**ACTIONS À EFFECTUER**
1 – Reproduisez fidèlement le passage de l'entretien sur l'opposition allant de « I.C. : On n’arrive » à « dans le mois. ».
2 – Selon l'entretien sur l'opposition, jusqu'à quelle date le groupe parlementaire MS/G7 pouvait-il saisir les bureaux des deux chambres ?

**EXTRAIT FOURNI**
++++
I.C. : Serez-vous prêt à affirmer que c’était le CLC ?

C. M. : Je m’interroge beaucoup sur la lourdeur qu’a eue le CLC pour dire la marche partira d’où et va s’arrêter où si bien que si c’était dans chaque commune, ce sont des choses qui devaient être à la disposition des marcheurs, trois ou quatre jours au moins avant, sinon une semaine ou 15 jours avant. Cela n’a pas été fait. D’où, tout le monde qui était disposé à marcher a été complètement déboussolé.

I.C. : On n’arrive plus à comprendre ce qui se passe à Lamuka, il y a aujourd’hui des fissures dans gestion de la désignation du porte-parole de l’opposition, qui crée des problèmes. Il y a de plus en plus des voix qui s’élèvent, le MS-G7 est prêt à accompagner Moïse Katumbi comme son candidat porte-parole, qu’en est-il ?

C. M. : Je crois, il y a un problème de compréhension. La loi portant statuts de l’Opposition dit que dans le mois qui suit l’investiture du Gouvernement, le Groupe parlementaire de l’Opposition ou l’un des groupes parlementaires de l’Opposition saisisse le président de l’Assemblée nationale et le président du Sénat pour la facilitation de la désignation du porte-parole de l’Opposition dans le mois.

Fort de cette loi, le groupe parlementaire, MS/G7 a saisi dans le mois, parce que le gouvernement ayant été installé le 7, nous avions jusqu’au 7 octobre, donc du 7 septembre au 7 octobre pour saisir les bureaux des deux chambres pour qu’ils organisent la désignation du porte-parole de l’Opposition. C’est ce qui a été fait.Pour d’autres, notamment, la Dynamique pour la vérité des urnes, eux disent qu’ils n’ont pas besoin du porte-parole de l’opposition parce qu’ils sont dans une position de réclamer la victoire des élections.

Nous, Katumbistes, et également le MLC, nous avons tourné la page des élections et nous sommes en train de nous préparer pour 2023.
++++
**DONNÉES FOURNIES**
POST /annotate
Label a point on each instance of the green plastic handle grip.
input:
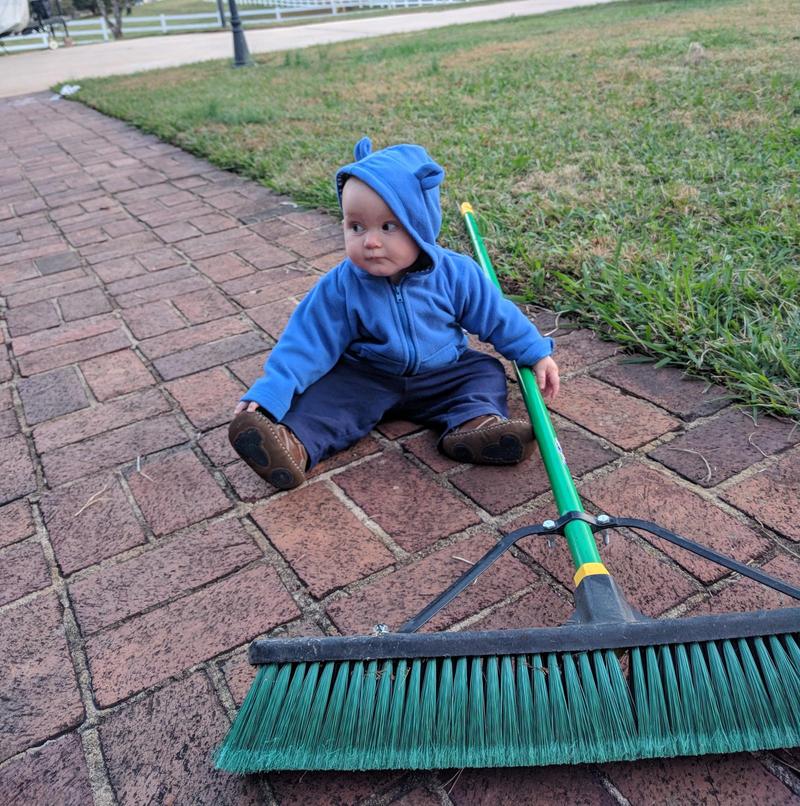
++++
**RÉPONSES COMPLÈTES**
1 –
I.C. : On n’arrive plus à comprendre ce qui se passe à Lamuka, il y a aujourd’hui des fissures dans gestion de la désignation du porte-parole de l’opposition, qui crée des problèmes. Il y a de plus en plus des voix qui s’élèvent, le MS-G7 est prêt à accompagner Moïse Katumbi comme son candidat porte-parole, qu’en est-il ?

C. M. : Je crois, il y a un problème de compréhension. La loi portant statuts de l’Opposition dit que dans le mois qui suit l’investiture du Gouvernement, le Groupe parlementaire de l’Opposition ou l’un des groupes parlementaires de l’Opposition saisisse le président de l’Assemblée nationale et le président du Sénat pour la facilitation de la désignation du porte-parole de l’Opposition dans le mois.

2 – Jusqu'au 7 octobre.